What do we choose to do during our leisure time?

Some of us will have some go-to relaxation activities, like sport or reading or a creative hobby of some kind. Others amongst us are so exhausted that our natural reaction after a time of busyness or stress is to just shut down and become passive. There is a difference, however, between activities that recreate and restore us and those that just provide a source of escapism or ‘turning off our brains’.

Escapism can distract us from our worries and allow us to be present in our imaginations for a while, which can be a good thing. What better way to spend a 40-degree summer afternoon than by watching a movie and immersing ourselves into the fictional world of a space conflict or a spy ring or the lives of four young girls from another century? Escapism, however, doesn’t necessarily bring meaningful rest.

■ Extracted material ■
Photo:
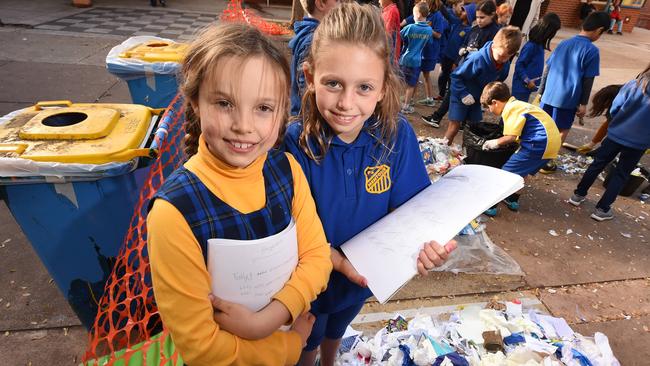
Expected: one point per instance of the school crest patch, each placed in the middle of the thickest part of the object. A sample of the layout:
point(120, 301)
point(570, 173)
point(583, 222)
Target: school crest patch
point(377, 178)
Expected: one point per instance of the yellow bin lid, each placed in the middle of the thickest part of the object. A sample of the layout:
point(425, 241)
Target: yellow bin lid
point(60, 131)
point(157, 51)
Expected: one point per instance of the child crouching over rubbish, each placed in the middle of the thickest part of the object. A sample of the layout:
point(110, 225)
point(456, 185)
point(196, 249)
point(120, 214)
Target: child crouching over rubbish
point(529, 125)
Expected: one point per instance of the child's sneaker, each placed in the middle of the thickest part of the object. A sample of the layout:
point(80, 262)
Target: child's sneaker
point(577, 199)
point(512, 204)
point(549, 168)
point(492, 211)
point(602, 215)
point(427, 101)
point(432, 120)
point(408, 109)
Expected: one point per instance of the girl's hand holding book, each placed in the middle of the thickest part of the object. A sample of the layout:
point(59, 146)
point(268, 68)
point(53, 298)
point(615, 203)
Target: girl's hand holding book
point(245, 323)
point(434, 255)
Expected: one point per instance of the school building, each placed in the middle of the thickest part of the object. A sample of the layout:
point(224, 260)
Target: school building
point(634, 12)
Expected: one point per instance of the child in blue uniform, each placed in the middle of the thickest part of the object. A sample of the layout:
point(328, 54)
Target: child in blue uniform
point(431, 51)
point(628, 136)
point(478, 35)
point(416, 37)
point(460, 20)
point(530, 63)
point(360, 157)
point(491, 63)
point(529, 125)
point(300, 43)
point(571, 70)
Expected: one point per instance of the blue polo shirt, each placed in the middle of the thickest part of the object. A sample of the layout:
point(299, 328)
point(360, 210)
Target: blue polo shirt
point(415, 37)
point(530, 65)
point(437, 23)
point(475, 73)
point(630, 111)
point(354, 185)
point(571, 61)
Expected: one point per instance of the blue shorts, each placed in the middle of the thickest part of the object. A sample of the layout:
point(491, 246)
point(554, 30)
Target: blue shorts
point(563, 117)
point(460, 112)
point(524, 97)
point(525, 162)
point(331, 325)
point(428, 65)
point(411, 75)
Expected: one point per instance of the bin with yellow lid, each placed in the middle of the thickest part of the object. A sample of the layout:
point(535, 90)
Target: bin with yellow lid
point(71, 175)
point(149, 65)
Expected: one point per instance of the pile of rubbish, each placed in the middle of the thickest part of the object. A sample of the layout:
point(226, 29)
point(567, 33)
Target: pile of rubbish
point(500, 333)
point(573, 163)
point(439, 157)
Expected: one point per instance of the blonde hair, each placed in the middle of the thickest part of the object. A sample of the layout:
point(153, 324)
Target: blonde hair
point(495, 90)
point(360, 25)
point(509, 38)
point(308, 6)
point(422, 8)
point(212, 45)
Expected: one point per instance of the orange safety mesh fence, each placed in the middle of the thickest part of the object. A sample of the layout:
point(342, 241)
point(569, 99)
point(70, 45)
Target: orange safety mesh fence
point(235, 13)
point(127, 315)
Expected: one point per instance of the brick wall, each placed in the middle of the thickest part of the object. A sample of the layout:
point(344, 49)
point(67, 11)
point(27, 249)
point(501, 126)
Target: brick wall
point(569, 10)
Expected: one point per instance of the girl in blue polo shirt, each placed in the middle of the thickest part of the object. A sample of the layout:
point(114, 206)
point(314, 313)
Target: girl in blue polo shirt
point(571, 70)
point(530, 63)
point(628, 136)
point(360, 158)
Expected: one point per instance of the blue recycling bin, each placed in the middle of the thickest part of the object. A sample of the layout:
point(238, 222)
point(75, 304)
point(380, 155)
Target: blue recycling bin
point(149, 65)
point(72, 196)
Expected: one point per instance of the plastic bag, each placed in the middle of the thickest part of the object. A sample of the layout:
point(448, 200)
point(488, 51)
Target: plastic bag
point(477, 254)
point(133, 68)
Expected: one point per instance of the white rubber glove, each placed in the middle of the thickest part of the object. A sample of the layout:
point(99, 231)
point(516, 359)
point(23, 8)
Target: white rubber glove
point(490, 144)
point(468, 99)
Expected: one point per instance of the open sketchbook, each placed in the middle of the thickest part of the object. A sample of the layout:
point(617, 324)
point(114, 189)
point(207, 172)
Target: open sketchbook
point(386, 252)
point(250, 272)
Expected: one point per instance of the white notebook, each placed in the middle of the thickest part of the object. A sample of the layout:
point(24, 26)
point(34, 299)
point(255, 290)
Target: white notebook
point(386, 252)
point(250, 272)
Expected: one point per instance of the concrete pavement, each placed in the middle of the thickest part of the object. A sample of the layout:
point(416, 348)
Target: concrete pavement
point(601, 286)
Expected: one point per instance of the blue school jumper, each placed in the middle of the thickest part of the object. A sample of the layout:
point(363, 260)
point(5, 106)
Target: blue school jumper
point(415, 37)
point(628, 137)
point(571, 61)
point(538, 137)
point(529, 66)
point(471, 77)
point(300, 45)
point(630, 122)
point(456, 35)
point(209, 217)
point(431, 51)
point(354, 185)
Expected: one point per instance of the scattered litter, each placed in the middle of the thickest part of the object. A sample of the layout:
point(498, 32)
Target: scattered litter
point(573, 163)
point(478, 336)
point(439, 157)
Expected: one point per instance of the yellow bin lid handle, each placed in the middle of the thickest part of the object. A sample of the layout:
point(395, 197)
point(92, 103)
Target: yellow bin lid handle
point(52, 103)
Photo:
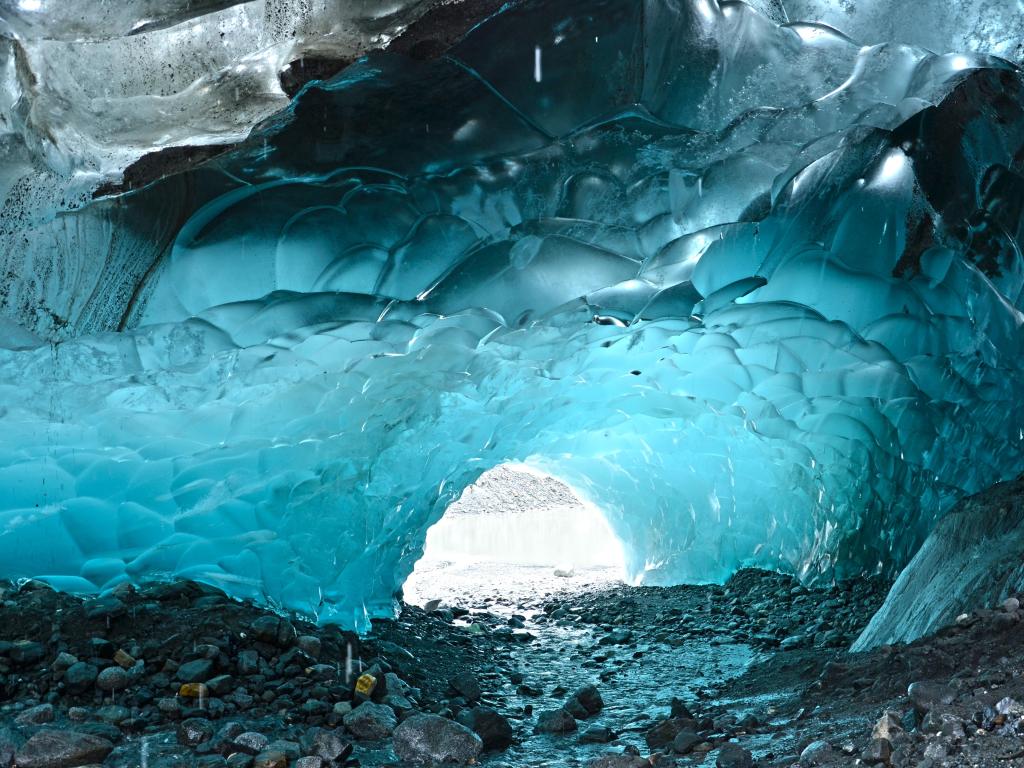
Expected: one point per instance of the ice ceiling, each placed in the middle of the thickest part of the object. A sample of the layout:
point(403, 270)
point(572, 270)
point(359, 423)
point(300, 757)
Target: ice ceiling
point(749, 285)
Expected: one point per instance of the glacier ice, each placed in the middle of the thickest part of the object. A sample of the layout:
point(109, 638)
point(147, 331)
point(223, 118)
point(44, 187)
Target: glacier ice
point(750, 287)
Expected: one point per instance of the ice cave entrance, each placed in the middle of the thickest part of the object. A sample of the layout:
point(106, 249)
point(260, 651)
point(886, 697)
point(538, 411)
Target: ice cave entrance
point(515, 529)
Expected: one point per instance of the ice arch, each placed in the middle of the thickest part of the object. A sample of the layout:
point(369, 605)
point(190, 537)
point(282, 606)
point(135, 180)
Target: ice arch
point(752, 288)
point(514, 529)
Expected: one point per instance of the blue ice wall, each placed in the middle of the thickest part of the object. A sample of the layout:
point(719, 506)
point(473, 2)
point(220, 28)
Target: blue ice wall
point(752, 289)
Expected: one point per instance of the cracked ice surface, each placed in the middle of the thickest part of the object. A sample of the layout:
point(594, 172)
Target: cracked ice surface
point(751, 289)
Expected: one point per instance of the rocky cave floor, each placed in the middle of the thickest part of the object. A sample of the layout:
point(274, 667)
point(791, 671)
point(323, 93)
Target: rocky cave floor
point(605, 676)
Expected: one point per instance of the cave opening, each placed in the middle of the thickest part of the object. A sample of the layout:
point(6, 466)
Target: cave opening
point(516, 530)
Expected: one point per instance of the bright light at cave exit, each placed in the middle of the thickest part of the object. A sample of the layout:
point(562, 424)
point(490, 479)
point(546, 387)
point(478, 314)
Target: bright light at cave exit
point(481, 539)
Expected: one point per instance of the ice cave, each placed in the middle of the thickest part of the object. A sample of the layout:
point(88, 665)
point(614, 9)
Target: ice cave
point(283, 280)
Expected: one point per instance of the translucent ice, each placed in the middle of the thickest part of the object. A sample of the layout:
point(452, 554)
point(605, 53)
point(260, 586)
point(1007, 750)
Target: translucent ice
point(751, 288)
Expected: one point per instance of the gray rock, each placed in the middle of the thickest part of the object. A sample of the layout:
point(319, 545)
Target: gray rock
point(878, 751)
point(273, 631)
point(466, 685)
point(619, 761)
point(331, 747)
point(195, 731)
point(590, 698)
point(248, 663)
point(371, 721)
point(196, 672)
point(80, 677)
point(597, 734)
point(684, 742)
point(733, 756)
point(251, 742)
point(494, 730)
point(926, 695)
point(112, 679)
point(430, 738)
point(25, 652)
point(270, 759)
point(816, 753)
point(309, 644)
point(64, 749)
point(663, 733)
point(36, 716)
point(555, 721)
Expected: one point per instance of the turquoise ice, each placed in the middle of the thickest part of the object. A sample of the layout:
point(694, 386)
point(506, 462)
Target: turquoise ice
point(750, 287)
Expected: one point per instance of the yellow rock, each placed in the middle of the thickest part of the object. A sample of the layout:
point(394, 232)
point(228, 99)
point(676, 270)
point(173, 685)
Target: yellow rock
point(366, 684)
point(194, 690)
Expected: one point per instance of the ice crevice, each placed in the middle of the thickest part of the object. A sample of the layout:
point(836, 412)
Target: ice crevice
point(750, 287)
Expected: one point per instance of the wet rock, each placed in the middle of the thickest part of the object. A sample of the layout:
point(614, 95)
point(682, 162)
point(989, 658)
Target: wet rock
point(270, 759)
point(589, 698)
point(426, 738)
point(926, 695)
point(124, 659)
point(733, 756)
point(331, 747)
point(888, 727)
point(598, 734)
point(199, 671)
point(308, 644)
point(250, 742)
point(195, 731)
point(36, 715)
point(555, 721)
point(371, 721)
point(62, 749)
point(815, 754)
point(620, 760)
point(247, 663)
point(494, 730)
point(684, 742)
point(878, 751)
point(665, 732)
point(112, 679)
point(466, 685)
point(25, 652)
point(273, 631)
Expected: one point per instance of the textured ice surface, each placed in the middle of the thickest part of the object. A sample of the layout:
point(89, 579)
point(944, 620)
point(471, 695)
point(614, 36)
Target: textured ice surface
point(752, 289)
point(974, 558)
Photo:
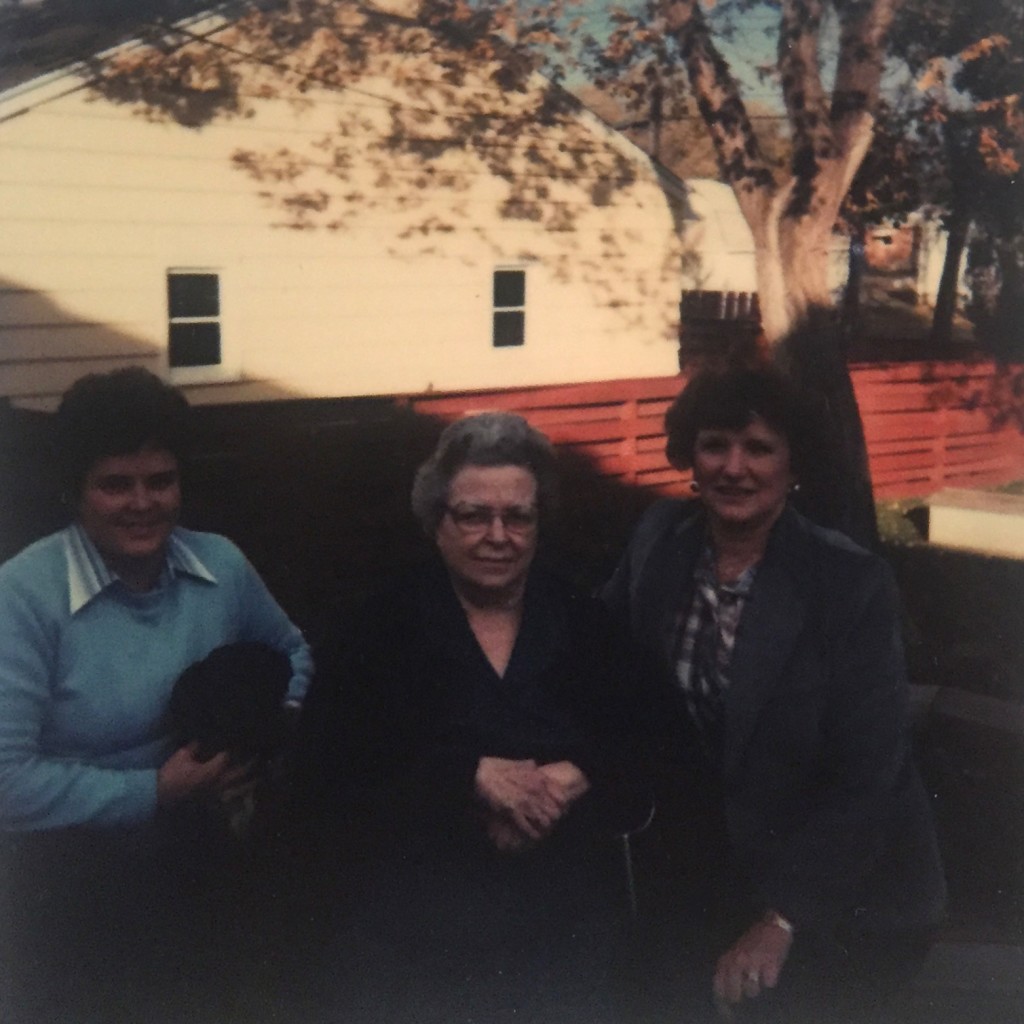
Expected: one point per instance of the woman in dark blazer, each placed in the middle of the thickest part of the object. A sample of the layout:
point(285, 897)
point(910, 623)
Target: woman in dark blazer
point(796, 860)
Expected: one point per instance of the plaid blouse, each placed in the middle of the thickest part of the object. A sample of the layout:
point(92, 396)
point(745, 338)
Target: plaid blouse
point(705, 639)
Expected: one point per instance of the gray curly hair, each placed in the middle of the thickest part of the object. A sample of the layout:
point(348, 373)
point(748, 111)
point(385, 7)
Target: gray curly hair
point(484, 439)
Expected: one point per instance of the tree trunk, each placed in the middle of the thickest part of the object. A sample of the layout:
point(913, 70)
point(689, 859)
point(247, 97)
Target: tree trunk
point(945, 301)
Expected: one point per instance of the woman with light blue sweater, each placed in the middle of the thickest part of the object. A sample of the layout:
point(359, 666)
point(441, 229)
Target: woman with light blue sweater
point(97, 622)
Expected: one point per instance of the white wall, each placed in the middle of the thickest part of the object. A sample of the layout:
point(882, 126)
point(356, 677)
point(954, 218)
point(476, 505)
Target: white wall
point(97, 202)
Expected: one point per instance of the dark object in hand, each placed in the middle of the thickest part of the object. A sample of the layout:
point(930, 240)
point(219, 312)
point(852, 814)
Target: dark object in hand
point(232, 700)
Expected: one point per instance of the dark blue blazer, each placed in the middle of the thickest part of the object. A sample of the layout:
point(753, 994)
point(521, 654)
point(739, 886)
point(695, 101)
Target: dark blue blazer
point(824, 810)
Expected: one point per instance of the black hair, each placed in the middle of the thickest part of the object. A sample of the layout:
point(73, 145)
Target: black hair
point(730, 399)
point(117, 413)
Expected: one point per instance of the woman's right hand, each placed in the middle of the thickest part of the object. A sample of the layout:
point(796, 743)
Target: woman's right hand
point(519, 791)
point(183, 776)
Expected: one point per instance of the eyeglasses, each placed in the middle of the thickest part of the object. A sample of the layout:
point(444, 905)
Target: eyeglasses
point(477, 518)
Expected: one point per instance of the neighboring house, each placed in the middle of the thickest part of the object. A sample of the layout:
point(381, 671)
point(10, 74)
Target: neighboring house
point(408, 225)
point(902, 263)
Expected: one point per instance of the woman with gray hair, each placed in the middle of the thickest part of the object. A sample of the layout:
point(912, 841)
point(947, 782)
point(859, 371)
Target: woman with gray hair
point(479, 743)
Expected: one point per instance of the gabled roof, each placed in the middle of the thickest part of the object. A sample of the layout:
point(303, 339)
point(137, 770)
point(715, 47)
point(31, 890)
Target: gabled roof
point(43, 40)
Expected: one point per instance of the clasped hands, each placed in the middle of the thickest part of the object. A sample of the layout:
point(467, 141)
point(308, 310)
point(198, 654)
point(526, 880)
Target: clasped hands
point(523, 801)
point(184, 776)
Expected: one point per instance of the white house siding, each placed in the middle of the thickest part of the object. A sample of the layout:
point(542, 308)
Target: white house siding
point(97, 202)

■ Tasks to complete ■
1. Answer these questions using the passage on leisure time above.
(a) What go-to relaxation activities does it list?
(b) What temperature is the summer afternoon it mentions?
(c) What does it say escapism doesn't necessarily bring?
2. Revise the passage on leisure time from "What do we choose" to "off our brains’.", changing "leisure time" to "free time".

■ Per-task answers ■
1.
(a) Sport, reading, or a creative hobby of some kind.
(b) 40 degrees.
(c) Meaningful rest.

2.
What do we choose to do during our free time?

Some of us will have some go-to relaxation activities, like sport or reading or a creative hobby of some kind. Others amongst us are so exhausted that our natural reaction after a time of busyness or stress is to just shut down and become passive. There is a difference, however, between activities that recreate and restore us and those that just provide a source of escapism or ‘turning off our brains’.